Please convert every line of the entries below into a Markdown table with two columns, No. and Text: the row number goes in No. and the line in Text. Leave out blank lines.

━━ Data supplied

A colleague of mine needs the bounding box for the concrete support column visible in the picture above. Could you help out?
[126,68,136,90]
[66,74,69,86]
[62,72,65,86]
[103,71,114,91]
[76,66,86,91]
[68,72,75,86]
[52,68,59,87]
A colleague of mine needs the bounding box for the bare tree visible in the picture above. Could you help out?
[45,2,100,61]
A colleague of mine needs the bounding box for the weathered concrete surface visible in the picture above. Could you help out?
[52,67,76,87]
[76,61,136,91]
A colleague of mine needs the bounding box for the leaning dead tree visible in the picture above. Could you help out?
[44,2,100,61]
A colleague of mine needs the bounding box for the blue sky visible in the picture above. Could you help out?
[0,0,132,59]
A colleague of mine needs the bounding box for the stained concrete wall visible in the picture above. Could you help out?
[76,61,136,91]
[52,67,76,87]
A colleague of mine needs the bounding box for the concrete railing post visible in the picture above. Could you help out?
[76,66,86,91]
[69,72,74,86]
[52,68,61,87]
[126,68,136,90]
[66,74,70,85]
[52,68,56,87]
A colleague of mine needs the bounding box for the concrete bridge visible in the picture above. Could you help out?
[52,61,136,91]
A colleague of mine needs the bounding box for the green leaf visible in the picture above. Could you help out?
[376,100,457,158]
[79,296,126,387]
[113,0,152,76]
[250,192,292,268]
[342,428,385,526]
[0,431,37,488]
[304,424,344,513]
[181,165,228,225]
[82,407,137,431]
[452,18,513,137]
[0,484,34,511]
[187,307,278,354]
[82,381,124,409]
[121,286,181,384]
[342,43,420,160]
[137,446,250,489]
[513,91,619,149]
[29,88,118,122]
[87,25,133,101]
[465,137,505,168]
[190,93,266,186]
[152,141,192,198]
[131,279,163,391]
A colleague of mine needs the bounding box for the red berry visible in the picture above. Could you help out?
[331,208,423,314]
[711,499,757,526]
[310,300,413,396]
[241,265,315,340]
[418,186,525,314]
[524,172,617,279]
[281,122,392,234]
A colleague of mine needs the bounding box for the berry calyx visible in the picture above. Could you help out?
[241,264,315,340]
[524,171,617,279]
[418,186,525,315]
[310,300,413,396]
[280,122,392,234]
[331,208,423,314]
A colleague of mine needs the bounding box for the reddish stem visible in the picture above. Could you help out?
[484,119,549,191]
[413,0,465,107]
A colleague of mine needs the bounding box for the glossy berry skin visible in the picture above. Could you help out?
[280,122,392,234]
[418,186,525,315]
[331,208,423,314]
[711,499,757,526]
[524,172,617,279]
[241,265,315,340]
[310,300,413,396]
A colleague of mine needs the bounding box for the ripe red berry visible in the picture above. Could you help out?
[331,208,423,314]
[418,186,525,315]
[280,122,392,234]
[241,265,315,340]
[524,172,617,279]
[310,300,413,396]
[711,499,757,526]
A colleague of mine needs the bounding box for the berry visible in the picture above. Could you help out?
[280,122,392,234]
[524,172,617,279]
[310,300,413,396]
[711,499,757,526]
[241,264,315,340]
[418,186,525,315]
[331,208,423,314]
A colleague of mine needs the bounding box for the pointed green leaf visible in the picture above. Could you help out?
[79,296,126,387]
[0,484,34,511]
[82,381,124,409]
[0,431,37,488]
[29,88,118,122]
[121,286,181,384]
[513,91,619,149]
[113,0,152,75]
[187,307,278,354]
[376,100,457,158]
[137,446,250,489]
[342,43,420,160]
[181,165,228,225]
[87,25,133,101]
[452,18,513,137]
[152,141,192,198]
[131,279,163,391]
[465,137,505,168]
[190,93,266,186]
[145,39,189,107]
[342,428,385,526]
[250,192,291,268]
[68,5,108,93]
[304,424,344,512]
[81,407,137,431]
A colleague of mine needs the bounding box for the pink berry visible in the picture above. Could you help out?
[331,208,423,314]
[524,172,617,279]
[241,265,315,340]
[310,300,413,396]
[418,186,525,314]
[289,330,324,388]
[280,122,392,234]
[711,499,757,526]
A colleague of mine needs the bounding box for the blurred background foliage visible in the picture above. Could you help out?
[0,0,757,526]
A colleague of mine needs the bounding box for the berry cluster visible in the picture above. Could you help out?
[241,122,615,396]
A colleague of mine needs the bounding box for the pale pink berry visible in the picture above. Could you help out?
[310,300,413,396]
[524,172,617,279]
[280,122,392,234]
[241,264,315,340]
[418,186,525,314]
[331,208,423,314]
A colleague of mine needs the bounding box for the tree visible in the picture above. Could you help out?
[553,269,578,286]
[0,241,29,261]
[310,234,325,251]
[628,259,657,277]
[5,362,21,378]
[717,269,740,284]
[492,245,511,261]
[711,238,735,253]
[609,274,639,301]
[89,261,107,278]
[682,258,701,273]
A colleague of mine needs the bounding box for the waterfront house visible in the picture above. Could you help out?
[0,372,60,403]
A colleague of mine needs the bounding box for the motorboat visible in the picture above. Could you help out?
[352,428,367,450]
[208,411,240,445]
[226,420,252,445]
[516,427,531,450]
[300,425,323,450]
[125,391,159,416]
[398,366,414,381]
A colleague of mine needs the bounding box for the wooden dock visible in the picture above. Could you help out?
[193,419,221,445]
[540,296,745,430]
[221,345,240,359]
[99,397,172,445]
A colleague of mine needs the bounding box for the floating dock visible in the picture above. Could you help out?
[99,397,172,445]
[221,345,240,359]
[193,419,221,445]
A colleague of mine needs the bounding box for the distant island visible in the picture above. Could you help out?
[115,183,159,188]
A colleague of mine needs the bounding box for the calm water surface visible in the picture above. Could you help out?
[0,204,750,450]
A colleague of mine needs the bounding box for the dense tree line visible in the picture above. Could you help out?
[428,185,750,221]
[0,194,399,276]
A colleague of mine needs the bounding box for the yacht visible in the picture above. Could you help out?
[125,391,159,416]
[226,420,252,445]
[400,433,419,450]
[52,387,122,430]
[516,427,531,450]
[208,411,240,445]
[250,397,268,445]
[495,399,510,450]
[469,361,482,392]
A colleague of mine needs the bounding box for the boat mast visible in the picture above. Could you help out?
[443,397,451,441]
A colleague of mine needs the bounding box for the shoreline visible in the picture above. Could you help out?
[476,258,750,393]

━━━━

**Result:**
| No. | Text |
|---|---|
| 1 | A colleague of mine needs the bounding box for the concrete support column visible in the picture above. Could you help out? |
| 2 | [126,68,136,90] |
| 3 | [66,74,69,86] |
| 4 | [62,72,65,86] |
| 5 | [103,71,114,91] |
| 6 | [76,66,86,91] |
| 7 | [68,72,75,86] |
| 8 | [52,68,59,87] |
| 9 | A colleague of mine needs the bounding box for the bare tree visible in the picture above. Could you help out? |
| 10 | [45,2,100,61] |
| 11 | A colleague of mine needs the bounding box for the weathered concrete surface visible in the picture above. Could you help out? |
| 12 | [52,67,76,87] |
| 13 | [76,61,136,91] |
| 14 | A colleague of mine needs the bounding box for the leaning dead tree visible in the picture above. Could you help out? |
| 15 | [44,2,100,61] |
| 16 | A colleague of mine needs the bounding box for the blue sky visible in the picture above. Could you help out? |
| 17 | [0,0,132,59] |
| 18 | A colleague of mine needs the bounding box for the stained concrete wall visible in the picture above. Could you help out? |
| 19 | [76,61,136,91] |
| 20 | [52,67,76,87] |
| 21 | A colleague of mine needs the bounding box for the concrete railing post visible in the picture above. Could you help out? |
| 22 | [76,66,86,91] |
| 23 | [69,72,74,86] |
| 24 | [52,68,61,87] |
| 25 | [126,68,136,90] |
| 26 | [66,74,70,85] |
| 27 | [52,68,56,87] |
| 28 | A colleague of mine needs the bounding box for the concrete bridge visible in the picture above. Could you help out? |
| 29 | [52,61,136,91] |
| 30 | A colleague of mine needs the bounding box for the green leaf visible in the picture above. Could you help out? |
| 31 | [376,100,457,158] |
| 32 | [79,296,126,387] |
| 33 | [113,0,152,76] |
| 34 | [250,192,292,268] |
| 35 | [342,428,385,526] |
| 36 | [0,431,37,488] |
| 37 | [304,424,344,513] |
| 38 | [181,165,228,225] |
| 39 | [82,407,137,431] |
| 40 | [452,18,513,137] |
| 41 | [0,484,34,511] |
| 42 | [187,307,278,354] |
| 43 | [82,381,124,409] |
| 44 | [121,286,181,384] |
| 45 | [342,43,420,160] |
| 46 | [137,446,250,489] |
| 47 | [513,91,619,149] |
| 48 | [29,88,118,122] |
| 49 | [87,25,133,101] |
| 50 | [465,137,505,168] |
| 51 | [190,93,266,186] |
| 52 | [152,141,192,198] |
| 53 | [131,279,163,391] |
| 54 | A colleague of mine needs the bounding box for the red berry visible in the picture above. Could you help out? |
| 55 | [331,208,423,314] |
| 56 | [711,499,757,526] |
| 57 | [310,300,413,396] |
| 58 | [241,265,315,340] |
| 59 | [418,186,525,314] |
| 60 | [524,172,617,279] |
| 61 | [281,122,392,234] |
| 62 | A colleague of mine needs the bounding box for the berry calyx visible in the picture above. Could you help out? |
| 63 | [241,264,315,340] |
| 64 | [524,171,617,279] |
| 65 | [418,186,525,315] |
| 66 | [310,300,413,396] |
| 67 | [280,122,392,234] |
| 68 | [331,208,423,314] |
| 69 | A colleague of mine needs the bounding box for the reddish stem visible in the picture above. Could you help out? |
| 70 | [484,119,549,191] |
| 71 | [413,0,465,107] |
| 72 | A colleague of mine needs the bounding box for the glossy berry skin visible in the picture above. Could you help out? |
| 73 | [280,122,392,234] |
| 74 | [418,186,525,315] |
| 75 | [331,208,423,314] |
| 76 | [711,499,757,526] |
| 77 | [524,172,617,279] |
| 78 | [241,265,315,340] |
| 79 | [310,300,413,396] |
| 80 | A colleague of mine needs the bounding box for the ripe red berry visible in the picture above. Could you help out? |
| 81 | [331,208,423,314] |
| 82 | [418,186,525,315] |
| 83 | [280,122,392,234] |
| 84 | [241,265,315,340] |
| 85 | [524,172,617,279] |
| 86 | [310,300,413,396] |
| 87 | [711,499,757,526] |
| 88 | A colleague of mine needs the bounding box for the berry visible in the picture above. Could you help out? |
| 89 | [280,122,392,234] |
| 90 | [524,172,617,279] |
| 91 | [310,300,413,396] |
| 92 | [711,499,757,526] |
| 93 | [241,264,315,340] |
| 94 | [418,186,525,315] |
| 95 | [331,208,423,314] |
| 96 | A colleague of mine needs the bounding box for the pointed green leaf visible in the picture above. Could you help out? |
| 97 | [79,296,126,387] |
| 98 | [0,484,34,511] |
| 99 | [82,381,124,409] |
| 100 | [0,431,37,488] |
| 101 | [29,88,118,122] |
| 102 | [121,286,181,384] |
| 103 | [513,91,619,149] |
| 104 | [113,0,152,75] |
| 105 | [187,307,278,354] |
| 106 | [376,100,457,158] |
| 107 | [137,446,250,489] |
| 108 | [342,43,420,160] |
| 109 | [181,165,228,225] |
| 110 | [87,25,133,101] |
| 111 | [452,18,513,137] |
| 112 | [152,141,192,198] |
| 113 | [131,279,163,391] |
| 114 | [465,137,505,168] |
| 115 | [190,93,266,186] |
| 116 | [145,39,189,107] |
| 117 | [342,428,385,526] |
| 118 | [250,192,291,268] |
| 119 | [68,5,108,93] |
| 120 | [304,424,344,512] |
| 121 | [81,407,137,431] |
| 122 | A colleague of mine needs the bounding box for the pink berry visible in the picture above. Could you help out? |
| 123 | [331,208,423,314] |
| 124 | [524,172,617,279] |
| 125 | [241,265,315,340] |
| 126 | [310,300,413,396] |
| 127 | [418,186,525,314] |
| 128 | [289,330,324,388] |
| 129 | [280,122,392,234] |
| 130 | [711,499,757,526] |
| 131 | A colleague of mine needs the bounding box for the blurred background foliage visible in the picture above. Could you help out? |
| 132 | [0,0,757,526] |
| 133 | A colleague of mine needs the bounding box for the berry cluster visible in the picture above. Could you help out? |
| 134 | [241,122,615,396] |
| 135 | A colleague of mine needs the bounding box for the pale pink berry visible in the picture above. Could you help out? |
| 136 | [310,300,413,396] |
| 137 | [524,172,617,279] |
| 138 | [280,122,392,234] |
| 139 | [241,264,315,340] |
| 140 | [418,186,525,314] |
| 141 | [331,208,423,314] |
| 142 | A colleague of mine needs the bounding box for the tree visible in the picture above. Could you help out? |
| 143 | [553,269,578,286] |
| 144 | [0,241,29,261] |
| 145 | [310,234,325,251] |
| 146 | [628,259,657,277] |
| 147 | [5,362,21,378] |
| 148 | [717,269,740,284] |
| 149 | [492,245,511,261] |
| 150 | [711,238,735,253] |
| 151 | [609,274,639,301] |
| 152 | [89,261,107,278] |
| 153 | [682,258,701,273] |
| 154 | A colleague of mine needs the bounding box for the waterfront house visible in the picture above. Could you help out? |
| 155 | [0,372,60,403] |
| 156 | A colleague of mine needs the bounding box for the motorboat visible in the picture above. Could you help out? |
| 157 | [352,428,367,450] |
| 158 | [208,411,240,445] |
| 159 | [226,420,252,445] |
| 160 | [516,427,531,450] |
| 161 | [300,425,323,450] |
| 162 | [125,391,159,416] |
| 163 | [398,366,414,381] |
| 164 | A colleague of mine needs the bounding box for the wooden dock visible in the picture above. Could you help out? |
| 165 | [193,419,221,445] |
| 166 | [540,296,745,430] |
| 167 | [221,345,240,359] |
| 168 | [99,397,172,445] |
| 169 | A colleague of mine needs the bounding box for the floating dock visible in the picture above. Could you help out? |
| 170 | [99,397,172,445] |
| 171 | [221,345,240,359] |
| 172 | [193,419,221,445] |
| 173 | A colleague of mine needs the bounding box for the distant island visible in the picture above. Could you help out? |
| 174 | [115,183,159,188] |
| 175 | A colleague of mine needs the bounding box for the calm water surface visible in the picture above. Could you help out? |
| 176 | [0,204,750,450] |
| 177 | A colleague of mine needs the bounding box for the dense tree line visible in the picture above. Could you help out? |
| 178 | [428,185,750,221] |
| 179 | [0,194,399,276] |
| 180 | A colleague of mine needs the bounding box for the yacht visible in the picture above. Could you help out? |
| 181 | [125,391,159,416] |
| 182 | [226,420,252,445] |
| 183 | [400,433,419,450] |
| 184 | [52,387,122,430] |
| 185 | [516,427,531,450] |
| 186 | [208,411,240,445] |
| 187 | [250,397,268,445] |
| 188 | [495,399,510,450] |
| 189 | [469,361,482,392] |
| 190 | A colleague of mine needs the bounding box for the boat mast visible in the picture above. Could you help out? |
| 191 | [443,397,451,441] |
| 192 | A colleague of mine needs the bounding box for the shoreline visible in the picture above. Could you help out? |
| 193 | [476,258,750,393] |